Task directions>
Extract every line of the entries below that contains the word "balustrade".

Entries supplied>
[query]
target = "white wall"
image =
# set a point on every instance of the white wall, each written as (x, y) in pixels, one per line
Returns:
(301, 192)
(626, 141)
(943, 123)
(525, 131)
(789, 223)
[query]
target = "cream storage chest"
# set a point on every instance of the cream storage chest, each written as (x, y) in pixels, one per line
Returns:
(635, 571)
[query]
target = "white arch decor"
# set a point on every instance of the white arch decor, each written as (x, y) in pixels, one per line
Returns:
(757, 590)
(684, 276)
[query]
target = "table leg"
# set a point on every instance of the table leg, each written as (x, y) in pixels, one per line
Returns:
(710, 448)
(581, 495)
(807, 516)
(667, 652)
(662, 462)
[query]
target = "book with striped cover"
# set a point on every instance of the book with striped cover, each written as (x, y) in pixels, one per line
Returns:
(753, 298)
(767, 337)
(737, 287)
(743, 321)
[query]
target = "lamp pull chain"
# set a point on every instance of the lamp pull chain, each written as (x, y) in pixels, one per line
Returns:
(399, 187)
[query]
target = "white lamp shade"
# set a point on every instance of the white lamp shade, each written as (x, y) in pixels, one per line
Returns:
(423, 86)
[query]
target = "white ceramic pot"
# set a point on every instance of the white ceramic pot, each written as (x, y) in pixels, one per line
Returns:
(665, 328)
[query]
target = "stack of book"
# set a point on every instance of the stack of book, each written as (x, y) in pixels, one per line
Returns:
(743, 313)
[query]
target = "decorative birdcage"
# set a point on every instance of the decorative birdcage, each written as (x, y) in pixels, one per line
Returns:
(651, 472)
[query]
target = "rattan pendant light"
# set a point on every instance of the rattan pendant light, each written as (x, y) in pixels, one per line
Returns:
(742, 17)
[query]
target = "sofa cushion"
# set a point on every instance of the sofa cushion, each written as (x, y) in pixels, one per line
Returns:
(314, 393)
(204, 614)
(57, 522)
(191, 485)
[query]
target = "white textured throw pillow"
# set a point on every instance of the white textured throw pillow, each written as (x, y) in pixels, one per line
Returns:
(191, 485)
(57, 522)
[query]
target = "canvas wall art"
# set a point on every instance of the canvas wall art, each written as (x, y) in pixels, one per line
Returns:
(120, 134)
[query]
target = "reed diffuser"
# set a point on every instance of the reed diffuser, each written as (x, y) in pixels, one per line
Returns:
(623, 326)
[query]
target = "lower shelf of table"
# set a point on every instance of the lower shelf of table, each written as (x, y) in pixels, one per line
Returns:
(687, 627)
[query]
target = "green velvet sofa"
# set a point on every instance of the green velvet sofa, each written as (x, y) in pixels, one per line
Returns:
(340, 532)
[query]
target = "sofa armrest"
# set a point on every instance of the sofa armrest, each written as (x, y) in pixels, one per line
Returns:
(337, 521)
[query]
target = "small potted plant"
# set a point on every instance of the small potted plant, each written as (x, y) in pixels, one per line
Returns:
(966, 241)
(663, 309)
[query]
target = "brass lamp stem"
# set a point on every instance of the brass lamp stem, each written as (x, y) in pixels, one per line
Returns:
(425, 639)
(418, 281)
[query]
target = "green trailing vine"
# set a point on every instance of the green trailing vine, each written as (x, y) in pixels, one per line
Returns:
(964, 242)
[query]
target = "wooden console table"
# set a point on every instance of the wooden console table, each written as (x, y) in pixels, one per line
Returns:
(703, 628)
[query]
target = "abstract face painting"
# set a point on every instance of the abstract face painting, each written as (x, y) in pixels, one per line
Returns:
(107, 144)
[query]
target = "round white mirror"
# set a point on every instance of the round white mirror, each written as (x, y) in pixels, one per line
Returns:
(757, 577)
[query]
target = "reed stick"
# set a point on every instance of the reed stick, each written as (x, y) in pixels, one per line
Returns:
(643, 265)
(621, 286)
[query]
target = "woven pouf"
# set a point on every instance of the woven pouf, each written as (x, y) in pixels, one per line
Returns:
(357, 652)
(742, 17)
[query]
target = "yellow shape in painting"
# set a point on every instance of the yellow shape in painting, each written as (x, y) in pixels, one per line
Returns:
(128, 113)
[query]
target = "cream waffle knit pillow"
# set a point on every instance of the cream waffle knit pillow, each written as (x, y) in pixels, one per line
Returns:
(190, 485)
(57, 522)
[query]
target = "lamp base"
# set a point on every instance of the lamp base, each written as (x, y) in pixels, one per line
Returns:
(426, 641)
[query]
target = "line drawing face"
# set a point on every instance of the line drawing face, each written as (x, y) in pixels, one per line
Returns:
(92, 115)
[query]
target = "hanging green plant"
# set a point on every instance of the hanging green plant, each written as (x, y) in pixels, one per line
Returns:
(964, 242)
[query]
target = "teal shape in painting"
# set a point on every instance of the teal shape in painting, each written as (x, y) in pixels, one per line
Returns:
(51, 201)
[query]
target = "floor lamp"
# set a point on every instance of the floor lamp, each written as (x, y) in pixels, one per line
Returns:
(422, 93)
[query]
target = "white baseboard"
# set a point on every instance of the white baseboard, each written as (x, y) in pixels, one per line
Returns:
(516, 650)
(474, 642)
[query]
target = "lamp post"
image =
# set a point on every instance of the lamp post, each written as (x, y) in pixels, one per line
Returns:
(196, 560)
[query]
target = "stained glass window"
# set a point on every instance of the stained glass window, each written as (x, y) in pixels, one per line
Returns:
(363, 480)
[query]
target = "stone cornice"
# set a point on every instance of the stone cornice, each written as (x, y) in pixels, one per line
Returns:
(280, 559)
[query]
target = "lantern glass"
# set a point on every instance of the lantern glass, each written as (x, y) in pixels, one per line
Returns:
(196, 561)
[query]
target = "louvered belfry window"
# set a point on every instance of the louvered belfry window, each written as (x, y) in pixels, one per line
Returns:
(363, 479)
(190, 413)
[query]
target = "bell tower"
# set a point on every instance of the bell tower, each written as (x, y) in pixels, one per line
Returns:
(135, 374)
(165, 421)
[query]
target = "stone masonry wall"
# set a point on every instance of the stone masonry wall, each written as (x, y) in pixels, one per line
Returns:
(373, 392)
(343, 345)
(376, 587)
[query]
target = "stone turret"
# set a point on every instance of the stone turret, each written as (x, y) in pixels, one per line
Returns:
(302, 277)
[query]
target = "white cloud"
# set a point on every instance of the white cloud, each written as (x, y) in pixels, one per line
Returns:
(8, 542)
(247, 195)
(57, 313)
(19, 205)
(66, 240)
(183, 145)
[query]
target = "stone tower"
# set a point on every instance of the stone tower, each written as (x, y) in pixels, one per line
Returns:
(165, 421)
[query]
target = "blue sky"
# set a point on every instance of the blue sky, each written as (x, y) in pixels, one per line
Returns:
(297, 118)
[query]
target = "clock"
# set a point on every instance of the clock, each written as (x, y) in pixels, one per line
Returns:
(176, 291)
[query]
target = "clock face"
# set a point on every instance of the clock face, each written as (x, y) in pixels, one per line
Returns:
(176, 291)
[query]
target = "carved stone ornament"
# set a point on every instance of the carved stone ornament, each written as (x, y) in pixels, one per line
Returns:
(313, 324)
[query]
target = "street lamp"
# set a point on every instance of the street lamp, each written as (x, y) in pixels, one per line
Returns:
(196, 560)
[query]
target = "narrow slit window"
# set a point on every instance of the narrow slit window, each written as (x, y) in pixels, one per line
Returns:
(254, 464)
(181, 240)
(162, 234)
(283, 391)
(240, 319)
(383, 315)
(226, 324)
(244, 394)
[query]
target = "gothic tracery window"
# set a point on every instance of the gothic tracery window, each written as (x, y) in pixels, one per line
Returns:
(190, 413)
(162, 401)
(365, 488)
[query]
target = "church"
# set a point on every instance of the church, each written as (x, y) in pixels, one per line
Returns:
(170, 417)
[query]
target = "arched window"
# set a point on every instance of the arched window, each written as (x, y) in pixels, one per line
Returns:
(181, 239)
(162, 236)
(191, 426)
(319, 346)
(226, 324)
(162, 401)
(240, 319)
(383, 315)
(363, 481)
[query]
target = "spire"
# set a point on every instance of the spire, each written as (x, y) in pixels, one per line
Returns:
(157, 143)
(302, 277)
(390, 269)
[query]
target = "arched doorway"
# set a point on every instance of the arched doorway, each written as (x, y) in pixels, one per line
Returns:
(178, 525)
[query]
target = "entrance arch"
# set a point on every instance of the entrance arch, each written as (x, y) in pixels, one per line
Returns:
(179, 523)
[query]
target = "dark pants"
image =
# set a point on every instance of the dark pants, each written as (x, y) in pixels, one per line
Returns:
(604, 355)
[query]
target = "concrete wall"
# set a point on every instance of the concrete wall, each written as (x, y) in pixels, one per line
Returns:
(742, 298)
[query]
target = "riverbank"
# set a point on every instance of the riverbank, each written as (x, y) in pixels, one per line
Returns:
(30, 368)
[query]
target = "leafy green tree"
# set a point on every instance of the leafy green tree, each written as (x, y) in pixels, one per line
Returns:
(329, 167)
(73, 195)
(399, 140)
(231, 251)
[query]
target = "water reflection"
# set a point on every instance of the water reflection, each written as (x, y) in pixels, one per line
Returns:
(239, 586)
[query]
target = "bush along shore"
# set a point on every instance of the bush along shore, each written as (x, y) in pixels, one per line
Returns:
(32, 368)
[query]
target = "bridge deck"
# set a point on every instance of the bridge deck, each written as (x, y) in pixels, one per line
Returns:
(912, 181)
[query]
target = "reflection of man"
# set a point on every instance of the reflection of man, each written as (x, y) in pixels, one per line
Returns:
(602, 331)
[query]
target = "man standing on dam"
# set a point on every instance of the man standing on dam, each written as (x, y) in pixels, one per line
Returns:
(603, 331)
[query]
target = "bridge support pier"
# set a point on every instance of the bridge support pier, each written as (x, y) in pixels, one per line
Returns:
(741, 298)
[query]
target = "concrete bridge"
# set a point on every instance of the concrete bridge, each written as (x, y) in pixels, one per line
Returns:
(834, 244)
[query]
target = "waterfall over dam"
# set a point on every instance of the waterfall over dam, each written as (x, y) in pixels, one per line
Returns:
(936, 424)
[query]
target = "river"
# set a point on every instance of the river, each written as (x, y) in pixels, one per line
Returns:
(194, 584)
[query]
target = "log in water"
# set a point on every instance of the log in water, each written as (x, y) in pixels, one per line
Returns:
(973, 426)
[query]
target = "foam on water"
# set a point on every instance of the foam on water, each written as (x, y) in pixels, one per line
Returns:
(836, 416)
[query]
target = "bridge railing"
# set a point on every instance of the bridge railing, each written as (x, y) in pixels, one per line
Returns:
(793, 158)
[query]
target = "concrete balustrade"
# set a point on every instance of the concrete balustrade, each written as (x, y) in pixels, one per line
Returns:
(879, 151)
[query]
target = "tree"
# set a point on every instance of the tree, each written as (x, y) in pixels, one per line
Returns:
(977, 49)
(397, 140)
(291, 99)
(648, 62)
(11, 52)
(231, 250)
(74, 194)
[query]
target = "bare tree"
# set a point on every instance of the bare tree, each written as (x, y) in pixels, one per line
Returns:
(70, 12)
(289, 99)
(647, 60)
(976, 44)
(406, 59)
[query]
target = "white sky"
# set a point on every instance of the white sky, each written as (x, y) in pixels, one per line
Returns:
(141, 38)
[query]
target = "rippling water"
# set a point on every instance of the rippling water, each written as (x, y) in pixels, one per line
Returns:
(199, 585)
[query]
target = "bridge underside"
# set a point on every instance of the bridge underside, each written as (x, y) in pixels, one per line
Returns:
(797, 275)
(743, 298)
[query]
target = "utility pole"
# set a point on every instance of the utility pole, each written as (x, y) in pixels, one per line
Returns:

The response>
target = "concrete balustrade"
# set a point on every instance of the concrete balustrade, each written as (x, y) in pixels, one per line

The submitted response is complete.